• EXERCISE
All records are to be restated exactly, each line as it reads.

SUPPLIED DATA below:

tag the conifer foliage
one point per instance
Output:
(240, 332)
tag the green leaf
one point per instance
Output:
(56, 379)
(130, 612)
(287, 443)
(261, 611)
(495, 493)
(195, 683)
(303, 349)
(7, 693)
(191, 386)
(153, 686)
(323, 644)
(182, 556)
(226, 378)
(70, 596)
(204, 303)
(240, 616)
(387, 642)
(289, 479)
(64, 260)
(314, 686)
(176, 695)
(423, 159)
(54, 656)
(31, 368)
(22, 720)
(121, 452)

End of SUPPLIED DATA.

• REPLY
tag the conifer foliage
one point per instance
Output:
(240, 332)
tag the green leaf
one point per instance
Output:
(56, 379)
(130, 612)
(287, 443)
(261, 611)
(495, 493)
(195, 683)
(303, 349)
(7, 693)
(191, 386)
(153, 686)
(323, 644)
(182, 556)
(226, 378)
(70, 596)
(204, 303)
(240, 616)
(387, 642)
(289, 479)
(64, 260)
(314, 686)
(176, 695)
(423, 159)
(54, 656)
(31, 368)
(22, 720)
(121, 452)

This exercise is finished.